With fish populations in nearby waters decimated by decades of overfishing (species caught around Hong Kong now weigh an average of 10 grams or less), environmentalists might be expected to welcome the venture.

Although Dr Guillermo Moreno, who heads the WWF's marine programme, acknowledges that indoor fish farming has potential, he worries about its shortcomings.

'The problem is a lot of aquaculture fish are carnivorous, which means sometimes you have to use 5kg of fish to feed 1kg of fish.'

The energy that fish farms consume and the way the imported fish are caught should also be taken into account when gauging whether the venture is sustainable, he says.

'Without imports, Hong Kong wouldn't have enough seafood. We can't afford to lose this essential food source. We need sustainable alternatives,' he says.

» DATA EXCERPT:
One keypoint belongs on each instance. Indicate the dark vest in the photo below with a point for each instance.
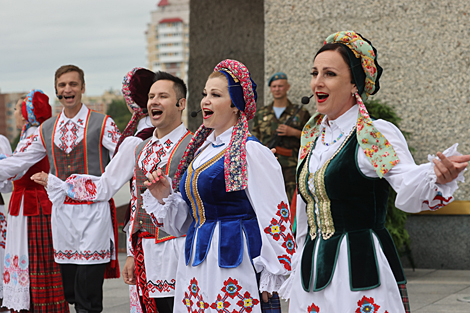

» SHORT TASK 1:
From the passage on Hong Kong fish farming, reproduce the text starting with "With fish populations" and going on through "alternatives,' he says.".
» SHORT TASK 2:
Condense the paragraph in the passage on Hong Kong fish farming that begins "The energy that fish farms consume" into a short bulleted list that keeps its main facts.

» WRITTEN REPLY 1:
With fish populations in nearby waters decimated by decades of overfishing (species caught around Hong Kong now weigh an average of 10 grams or less), environmentalists might be expected to welcome the venture.

Although Dr Guillermo Moreno, who heads the WWF's marine programme, acknowledges that indoor fish farming has potential, he worries about its shortcomings.

'The problem is a lot of aquaculture fish are carnivorous, which means sometimes you have to use 5kg of fish to feed 1kg of fish.'

The energy that fish farms consume and the way the imported fish are caught should also be taken into account when gauging whether the venture is sustainable, he says.

'Without imports, Hong Kong wouldn't have enough seafood. We can't afford to lose this essential food source. We need sustainable alternatives,' he says.

» WRITTEN REPLY 2:
Factors to weigh when judging whether the venture is sustainable, according to Moreno:
- the energy the fish farms consume
- the way the imported fish are caught